*OBJECTIVE*: Copy the rows below word for word, beginning at the line that contains "the building facade" and stopping after the final row.

*INPUT FOR THIS TASK*:
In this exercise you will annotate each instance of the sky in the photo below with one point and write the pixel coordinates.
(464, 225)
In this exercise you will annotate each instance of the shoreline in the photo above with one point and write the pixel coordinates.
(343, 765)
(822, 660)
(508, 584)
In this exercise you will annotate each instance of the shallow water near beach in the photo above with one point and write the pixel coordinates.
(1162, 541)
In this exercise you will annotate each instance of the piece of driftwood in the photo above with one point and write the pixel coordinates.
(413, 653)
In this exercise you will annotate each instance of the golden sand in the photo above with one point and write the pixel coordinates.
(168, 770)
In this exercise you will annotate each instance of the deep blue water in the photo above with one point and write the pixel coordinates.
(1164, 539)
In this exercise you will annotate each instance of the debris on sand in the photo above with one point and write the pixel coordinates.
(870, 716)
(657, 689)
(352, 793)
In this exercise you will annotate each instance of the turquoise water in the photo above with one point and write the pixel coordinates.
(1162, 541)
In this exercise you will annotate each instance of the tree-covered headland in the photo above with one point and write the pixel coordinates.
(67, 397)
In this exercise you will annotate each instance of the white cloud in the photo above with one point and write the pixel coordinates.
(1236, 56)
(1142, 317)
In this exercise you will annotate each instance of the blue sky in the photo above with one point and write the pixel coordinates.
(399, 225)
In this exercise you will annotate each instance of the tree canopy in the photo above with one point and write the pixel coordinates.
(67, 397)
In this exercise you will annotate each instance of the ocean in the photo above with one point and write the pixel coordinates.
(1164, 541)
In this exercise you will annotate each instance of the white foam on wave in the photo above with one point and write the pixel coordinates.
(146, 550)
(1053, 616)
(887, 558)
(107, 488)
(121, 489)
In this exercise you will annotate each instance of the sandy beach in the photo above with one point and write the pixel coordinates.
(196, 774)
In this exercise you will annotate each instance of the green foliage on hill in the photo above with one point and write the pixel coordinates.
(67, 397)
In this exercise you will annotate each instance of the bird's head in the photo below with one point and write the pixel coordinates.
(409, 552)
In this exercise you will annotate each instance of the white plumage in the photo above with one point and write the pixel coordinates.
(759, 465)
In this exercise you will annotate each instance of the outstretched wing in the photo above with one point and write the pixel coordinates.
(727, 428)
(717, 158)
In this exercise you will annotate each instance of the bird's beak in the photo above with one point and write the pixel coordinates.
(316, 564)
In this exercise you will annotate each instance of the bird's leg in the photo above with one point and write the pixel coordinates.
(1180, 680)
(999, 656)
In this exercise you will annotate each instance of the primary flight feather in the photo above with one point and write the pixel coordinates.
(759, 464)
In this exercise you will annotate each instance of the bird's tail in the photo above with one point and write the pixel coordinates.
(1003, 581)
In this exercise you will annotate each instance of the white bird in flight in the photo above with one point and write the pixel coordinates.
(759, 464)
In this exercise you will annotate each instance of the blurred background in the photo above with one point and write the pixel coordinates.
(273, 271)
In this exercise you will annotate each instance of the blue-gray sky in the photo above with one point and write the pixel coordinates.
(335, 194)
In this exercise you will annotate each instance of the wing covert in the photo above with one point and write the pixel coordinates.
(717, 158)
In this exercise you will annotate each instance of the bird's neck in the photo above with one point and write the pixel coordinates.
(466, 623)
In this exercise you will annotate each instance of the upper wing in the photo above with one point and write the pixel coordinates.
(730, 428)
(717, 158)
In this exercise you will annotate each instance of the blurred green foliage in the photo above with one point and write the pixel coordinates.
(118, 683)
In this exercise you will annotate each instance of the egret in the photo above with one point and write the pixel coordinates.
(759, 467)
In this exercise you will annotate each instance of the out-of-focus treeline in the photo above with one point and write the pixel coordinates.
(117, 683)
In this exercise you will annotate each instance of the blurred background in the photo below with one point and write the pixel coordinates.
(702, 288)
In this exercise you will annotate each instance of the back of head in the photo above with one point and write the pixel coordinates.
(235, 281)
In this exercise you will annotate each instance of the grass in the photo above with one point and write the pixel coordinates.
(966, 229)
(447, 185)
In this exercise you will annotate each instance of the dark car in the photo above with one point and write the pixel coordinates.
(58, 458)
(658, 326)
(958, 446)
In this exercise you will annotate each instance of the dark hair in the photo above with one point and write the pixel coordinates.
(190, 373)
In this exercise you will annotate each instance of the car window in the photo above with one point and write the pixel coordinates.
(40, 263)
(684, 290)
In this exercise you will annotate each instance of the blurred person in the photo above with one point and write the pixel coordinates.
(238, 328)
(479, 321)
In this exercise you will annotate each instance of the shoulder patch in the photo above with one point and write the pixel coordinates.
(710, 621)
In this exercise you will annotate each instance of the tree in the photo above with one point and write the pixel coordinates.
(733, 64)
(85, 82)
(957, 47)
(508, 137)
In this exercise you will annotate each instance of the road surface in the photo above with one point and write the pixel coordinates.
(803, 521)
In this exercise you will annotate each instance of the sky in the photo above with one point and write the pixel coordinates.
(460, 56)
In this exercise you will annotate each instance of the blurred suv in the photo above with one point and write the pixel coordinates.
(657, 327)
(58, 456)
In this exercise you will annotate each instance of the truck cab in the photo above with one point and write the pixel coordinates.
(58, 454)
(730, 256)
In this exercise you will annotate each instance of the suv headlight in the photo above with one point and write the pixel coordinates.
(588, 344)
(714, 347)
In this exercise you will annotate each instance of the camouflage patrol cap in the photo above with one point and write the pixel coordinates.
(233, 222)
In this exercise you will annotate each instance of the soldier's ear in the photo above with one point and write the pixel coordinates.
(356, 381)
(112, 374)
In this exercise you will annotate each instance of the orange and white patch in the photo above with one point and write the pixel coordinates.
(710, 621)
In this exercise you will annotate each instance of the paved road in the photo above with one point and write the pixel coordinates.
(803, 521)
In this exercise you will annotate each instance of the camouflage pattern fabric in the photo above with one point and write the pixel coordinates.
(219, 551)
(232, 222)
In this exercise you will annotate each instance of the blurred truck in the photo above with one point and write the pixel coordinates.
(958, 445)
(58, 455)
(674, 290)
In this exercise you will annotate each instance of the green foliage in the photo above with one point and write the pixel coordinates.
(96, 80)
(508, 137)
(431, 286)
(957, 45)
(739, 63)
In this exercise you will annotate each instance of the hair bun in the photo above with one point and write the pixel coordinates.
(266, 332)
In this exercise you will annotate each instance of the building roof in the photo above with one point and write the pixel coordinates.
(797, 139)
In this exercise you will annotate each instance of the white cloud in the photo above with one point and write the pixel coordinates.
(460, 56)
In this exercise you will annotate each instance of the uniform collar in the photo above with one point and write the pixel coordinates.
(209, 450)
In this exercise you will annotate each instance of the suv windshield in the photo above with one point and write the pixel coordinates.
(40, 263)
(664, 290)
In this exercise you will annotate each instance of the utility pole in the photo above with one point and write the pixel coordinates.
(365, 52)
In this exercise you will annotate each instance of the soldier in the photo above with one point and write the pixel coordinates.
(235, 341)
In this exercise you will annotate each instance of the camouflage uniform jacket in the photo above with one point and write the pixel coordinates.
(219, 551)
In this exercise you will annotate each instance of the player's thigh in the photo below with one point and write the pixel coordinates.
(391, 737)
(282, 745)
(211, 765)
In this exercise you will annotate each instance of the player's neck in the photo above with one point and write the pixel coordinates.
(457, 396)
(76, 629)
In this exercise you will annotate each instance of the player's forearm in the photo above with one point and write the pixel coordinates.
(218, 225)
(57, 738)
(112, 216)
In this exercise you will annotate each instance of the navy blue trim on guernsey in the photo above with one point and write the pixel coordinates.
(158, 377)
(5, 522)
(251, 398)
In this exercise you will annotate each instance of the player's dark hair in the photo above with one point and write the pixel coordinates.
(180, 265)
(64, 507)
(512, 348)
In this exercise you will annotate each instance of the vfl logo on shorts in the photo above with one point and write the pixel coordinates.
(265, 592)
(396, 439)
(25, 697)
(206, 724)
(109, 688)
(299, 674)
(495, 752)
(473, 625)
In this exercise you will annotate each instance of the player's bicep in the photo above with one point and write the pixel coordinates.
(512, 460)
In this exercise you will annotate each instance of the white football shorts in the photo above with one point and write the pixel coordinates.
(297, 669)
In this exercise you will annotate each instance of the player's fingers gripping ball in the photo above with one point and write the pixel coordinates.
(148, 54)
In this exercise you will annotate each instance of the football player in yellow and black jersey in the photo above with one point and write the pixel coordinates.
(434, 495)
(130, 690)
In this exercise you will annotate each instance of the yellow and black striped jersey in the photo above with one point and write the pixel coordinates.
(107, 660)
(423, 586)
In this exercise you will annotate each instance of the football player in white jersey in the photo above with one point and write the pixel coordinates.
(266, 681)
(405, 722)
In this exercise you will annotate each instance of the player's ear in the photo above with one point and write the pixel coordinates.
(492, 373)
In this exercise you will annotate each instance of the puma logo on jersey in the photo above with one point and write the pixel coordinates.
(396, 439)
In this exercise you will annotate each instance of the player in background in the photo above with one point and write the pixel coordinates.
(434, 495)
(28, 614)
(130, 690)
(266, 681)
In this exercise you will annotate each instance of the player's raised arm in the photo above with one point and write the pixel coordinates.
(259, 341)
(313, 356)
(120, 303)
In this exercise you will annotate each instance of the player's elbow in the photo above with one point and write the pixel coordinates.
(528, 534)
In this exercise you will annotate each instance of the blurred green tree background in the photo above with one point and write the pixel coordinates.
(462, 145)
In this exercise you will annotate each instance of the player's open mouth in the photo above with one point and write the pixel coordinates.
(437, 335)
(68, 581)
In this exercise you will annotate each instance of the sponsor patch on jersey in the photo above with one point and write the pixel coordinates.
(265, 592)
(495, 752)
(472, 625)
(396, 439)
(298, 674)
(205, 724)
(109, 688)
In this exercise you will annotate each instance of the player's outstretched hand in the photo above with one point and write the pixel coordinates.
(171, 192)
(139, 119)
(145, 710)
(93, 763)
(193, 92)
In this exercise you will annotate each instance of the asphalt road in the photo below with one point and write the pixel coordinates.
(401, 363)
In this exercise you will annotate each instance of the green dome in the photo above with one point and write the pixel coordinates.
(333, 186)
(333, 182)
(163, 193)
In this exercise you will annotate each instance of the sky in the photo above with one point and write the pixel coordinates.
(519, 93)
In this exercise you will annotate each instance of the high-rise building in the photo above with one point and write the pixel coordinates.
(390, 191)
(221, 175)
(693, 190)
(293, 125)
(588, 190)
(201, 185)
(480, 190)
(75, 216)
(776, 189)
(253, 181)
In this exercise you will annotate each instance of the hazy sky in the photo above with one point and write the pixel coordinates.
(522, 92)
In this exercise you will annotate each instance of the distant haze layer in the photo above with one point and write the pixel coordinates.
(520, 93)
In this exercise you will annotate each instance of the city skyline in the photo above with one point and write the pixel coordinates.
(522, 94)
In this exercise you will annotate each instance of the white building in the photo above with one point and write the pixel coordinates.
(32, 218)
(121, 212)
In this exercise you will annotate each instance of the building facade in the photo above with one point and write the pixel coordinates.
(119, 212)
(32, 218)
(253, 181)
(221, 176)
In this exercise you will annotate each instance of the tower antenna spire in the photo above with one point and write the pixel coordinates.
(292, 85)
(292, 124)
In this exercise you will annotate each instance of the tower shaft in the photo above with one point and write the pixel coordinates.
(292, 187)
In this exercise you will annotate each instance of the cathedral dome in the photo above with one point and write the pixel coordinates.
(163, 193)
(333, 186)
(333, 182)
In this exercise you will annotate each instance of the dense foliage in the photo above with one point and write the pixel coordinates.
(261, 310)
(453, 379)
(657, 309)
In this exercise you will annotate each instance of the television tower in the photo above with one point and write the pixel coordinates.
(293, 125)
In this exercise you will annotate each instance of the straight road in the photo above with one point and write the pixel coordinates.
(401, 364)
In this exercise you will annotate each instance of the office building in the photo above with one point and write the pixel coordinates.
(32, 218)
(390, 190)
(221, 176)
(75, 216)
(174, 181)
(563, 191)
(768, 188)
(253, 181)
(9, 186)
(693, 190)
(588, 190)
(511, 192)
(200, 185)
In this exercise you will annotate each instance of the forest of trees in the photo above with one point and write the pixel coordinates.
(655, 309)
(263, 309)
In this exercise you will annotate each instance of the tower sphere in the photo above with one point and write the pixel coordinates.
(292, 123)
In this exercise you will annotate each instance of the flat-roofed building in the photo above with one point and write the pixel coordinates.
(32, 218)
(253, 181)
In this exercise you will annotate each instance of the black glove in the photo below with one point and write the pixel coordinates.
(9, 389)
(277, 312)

*RESPONSE*:
In this exercise you will annotate each instance of the building facade in the photo above with one point and write the pixel coordinates.
(119, 212)
(32, 218)
(253, 181)
(221, 176)
In this exercise you will annotate each instance of the tower antenna spire in the photo above with one point and write the pixel coordinates.
(292, 85)
(292, 124)
In this exercise you will annotate each instance of the tower shaft in the photo above with one point and write the pixel coordinates.
(292, 187)
In this exercise you will annotate each instance of the cathedral dome in the photo above with one point and write the pixel coordinates.
(163, 193)
(333, 186)
(333, 182)
In this exercise you will annotate each instance of the dense foliage in the photo above with one point and write the pixel coordinates.
(261, 310)
(453, 379)
(657, 309)
In this exercise you will annotate each instance of the television tower in the photo above with one point and write the pixel coordinates.
(293, 125)
In this exercise you will annotate each instance of the straight road in the photo above with one point and write the pixel coordinates.
(401, 364)
In this exercise you will annotate each instance of the office building in the photo above with one point and write the pixel coordinates.
(32, 218)
(390, 190)
(221, 176)
(75, 216)
(174, 181)
(563, 191)
(768, 188)
(253, 181)
(9, 186)
(693, 190)
(588, 190)
(511, 192)
(200, 185)
In this exercise you will annotate each instance of the forest of trees in the photo above with one point and write the pixel coordinates.
(655, 309)
(263, 309)
In this exercise you will annotate each instance of the tower sphere in the photo above with one point and write the pixel coordinates.
(292, 123)
In this exercise you will annotate each instance of the flat-roofed building in the photo above with one point and write the pixel coordinates.
(32, 218)
(253, 181)
In this exercise you will annotate each instance of the black glove in the photo below with one point and write the pixel coordinates.
(9, 389)
(277, 312)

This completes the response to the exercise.